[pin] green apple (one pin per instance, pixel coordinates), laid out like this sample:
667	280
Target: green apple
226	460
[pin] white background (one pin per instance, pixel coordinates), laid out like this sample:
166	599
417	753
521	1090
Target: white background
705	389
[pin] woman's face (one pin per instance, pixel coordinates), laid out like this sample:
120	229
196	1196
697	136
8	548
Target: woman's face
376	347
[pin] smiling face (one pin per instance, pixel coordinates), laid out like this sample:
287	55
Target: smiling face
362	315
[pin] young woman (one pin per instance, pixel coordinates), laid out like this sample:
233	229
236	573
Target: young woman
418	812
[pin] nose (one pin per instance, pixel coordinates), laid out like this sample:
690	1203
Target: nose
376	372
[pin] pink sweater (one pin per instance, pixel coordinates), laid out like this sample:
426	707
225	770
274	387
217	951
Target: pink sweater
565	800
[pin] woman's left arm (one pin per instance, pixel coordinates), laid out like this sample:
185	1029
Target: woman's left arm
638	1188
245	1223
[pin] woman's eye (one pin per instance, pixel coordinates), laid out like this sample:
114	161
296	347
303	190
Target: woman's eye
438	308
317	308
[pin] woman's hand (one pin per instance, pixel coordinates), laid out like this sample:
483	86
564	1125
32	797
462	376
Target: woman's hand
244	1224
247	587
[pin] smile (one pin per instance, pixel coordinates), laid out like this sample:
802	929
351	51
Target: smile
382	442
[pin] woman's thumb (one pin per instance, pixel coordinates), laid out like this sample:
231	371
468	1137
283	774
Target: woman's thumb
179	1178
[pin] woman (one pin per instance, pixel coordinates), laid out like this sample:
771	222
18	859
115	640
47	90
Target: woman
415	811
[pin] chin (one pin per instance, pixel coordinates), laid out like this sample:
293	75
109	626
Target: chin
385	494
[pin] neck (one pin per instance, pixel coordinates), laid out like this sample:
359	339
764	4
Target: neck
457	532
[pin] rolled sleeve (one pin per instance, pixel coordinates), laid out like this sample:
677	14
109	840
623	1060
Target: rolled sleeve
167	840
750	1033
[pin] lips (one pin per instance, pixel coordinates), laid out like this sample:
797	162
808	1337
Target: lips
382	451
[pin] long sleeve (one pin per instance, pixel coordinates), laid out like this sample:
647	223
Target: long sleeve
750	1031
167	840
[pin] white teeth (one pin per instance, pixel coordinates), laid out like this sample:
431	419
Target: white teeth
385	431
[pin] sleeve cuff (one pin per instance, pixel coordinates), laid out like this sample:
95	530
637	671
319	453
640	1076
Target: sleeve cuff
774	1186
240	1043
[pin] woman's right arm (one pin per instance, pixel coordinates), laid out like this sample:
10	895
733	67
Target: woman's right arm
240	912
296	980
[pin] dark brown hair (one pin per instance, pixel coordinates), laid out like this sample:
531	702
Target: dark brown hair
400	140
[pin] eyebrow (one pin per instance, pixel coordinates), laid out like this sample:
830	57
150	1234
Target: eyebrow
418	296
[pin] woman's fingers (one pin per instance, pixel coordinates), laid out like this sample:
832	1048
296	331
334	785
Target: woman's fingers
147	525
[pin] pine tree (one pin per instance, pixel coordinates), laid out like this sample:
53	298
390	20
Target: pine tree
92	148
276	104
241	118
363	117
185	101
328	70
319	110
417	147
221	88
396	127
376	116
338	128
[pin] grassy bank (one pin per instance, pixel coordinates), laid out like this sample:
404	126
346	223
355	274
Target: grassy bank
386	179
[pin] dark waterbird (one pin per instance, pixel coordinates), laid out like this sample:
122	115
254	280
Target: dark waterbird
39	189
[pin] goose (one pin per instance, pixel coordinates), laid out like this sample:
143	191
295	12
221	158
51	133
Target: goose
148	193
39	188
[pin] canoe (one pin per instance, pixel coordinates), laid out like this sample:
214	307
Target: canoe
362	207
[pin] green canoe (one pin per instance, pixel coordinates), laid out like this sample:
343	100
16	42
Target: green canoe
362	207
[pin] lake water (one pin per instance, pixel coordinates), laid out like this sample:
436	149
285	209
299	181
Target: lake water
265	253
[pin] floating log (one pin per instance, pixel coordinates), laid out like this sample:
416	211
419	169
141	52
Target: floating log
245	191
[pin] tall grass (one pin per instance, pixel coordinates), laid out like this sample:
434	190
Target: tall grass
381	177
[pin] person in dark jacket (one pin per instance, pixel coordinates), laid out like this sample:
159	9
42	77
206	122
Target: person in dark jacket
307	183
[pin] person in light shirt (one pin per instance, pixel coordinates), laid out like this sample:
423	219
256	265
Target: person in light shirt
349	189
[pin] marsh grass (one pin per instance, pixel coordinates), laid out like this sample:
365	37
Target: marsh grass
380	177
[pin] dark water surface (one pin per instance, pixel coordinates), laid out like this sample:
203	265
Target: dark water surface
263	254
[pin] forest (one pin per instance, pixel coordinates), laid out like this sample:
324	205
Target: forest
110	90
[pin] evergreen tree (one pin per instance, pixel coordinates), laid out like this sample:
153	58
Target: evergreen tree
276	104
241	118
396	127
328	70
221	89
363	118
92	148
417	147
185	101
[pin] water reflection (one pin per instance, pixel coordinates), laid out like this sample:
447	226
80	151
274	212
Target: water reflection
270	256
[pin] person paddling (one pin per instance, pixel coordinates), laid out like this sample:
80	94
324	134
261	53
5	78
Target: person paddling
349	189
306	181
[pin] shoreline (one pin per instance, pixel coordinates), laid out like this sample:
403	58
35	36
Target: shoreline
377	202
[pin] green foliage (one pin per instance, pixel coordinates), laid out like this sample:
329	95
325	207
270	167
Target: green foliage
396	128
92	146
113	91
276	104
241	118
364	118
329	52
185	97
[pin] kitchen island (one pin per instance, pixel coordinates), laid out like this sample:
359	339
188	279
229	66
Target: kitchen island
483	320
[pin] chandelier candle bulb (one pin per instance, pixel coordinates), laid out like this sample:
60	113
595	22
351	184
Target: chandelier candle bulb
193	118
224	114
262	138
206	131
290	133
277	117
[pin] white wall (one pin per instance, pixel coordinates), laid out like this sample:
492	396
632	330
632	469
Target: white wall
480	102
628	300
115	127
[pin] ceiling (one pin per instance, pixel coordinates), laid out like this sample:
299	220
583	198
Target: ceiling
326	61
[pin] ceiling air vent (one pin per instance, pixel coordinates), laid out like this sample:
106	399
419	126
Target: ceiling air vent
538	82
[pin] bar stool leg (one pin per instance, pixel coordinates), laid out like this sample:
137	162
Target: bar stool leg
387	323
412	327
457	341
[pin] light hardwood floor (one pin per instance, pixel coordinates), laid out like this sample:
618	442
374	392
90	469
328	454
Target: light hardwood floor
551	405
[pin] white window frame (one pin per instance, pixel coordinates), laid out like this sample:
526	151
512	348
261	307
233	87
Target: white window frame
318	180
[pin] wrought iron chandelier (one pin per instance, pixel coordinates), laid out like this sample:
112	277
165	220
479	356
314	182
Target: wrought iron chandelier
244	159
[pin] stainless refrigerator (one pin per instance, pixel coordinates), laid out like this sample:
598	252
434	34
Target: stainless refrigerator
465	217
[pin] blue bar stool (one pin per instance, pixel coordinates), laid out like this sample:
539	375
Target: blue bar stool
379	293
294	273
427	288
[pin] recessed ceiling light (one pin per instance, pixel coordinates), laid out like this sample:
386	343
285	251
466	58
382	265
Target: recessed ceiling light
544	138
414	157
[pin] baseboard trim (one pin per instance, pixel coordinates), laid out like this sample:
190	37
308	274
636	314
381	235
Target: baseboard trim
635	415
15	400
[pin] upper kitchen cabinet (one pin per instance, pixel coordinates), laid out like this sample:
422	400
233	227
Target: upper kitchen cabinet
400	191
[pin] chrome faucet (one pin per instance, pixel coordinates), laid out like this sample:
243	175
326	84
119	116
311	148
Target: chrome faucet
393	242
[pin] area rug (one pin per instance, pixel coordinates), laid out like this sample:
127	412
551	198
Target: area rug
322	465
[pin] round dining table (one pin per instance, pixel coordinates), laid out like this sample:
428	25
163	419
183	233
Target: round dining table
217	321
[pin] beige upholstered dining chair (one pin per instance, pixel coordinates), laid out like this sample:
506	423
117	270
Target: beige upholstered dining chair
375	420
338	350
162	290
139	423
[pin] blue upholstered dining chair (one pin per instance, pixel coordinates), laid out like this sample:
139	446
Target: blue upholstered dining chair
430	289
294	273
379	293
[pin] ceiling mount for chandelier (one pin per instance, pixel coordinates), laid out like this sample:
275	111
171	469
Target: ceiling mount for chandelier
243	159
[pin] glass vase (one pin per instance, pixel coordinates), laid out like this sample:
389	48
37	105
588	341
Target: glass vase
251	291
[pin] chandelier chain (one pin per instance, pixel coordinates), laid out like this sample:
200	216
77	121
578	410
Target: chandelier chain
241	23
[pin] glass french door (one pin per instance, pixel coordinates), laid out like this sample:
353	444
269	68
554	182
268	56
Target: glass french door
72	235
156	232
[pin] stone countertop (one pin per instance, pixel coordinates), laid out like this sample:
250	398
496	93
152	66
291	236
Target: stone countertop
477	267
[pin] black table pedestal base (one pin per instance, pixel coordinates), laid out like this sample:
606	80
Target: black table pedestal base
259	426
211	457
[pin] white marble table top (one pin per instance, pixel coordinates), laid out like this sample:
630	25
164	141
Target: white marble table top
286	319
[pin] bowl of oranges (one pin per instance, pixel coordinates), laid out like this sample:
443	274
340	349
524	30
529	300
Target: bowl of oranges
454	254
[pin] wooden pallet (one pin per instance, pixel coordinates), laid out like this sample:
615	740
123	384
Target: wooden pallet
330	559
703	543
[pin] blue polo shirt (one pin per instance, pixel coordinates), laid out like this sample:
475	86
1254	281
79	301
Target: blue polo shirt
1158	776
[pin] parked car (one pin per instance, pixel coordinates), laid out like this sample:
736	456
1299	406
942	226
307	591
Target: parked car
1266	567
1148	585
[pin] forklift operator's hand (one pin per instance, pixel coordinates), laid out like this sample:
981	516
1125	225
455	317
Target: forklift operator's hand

-------

Each line that holds the word "operator" should be extracted from the records.

[pin] forklift operator's hand (one pin per instance, pixel coordinates), laid out like this sample:
Target: forklift operator's hand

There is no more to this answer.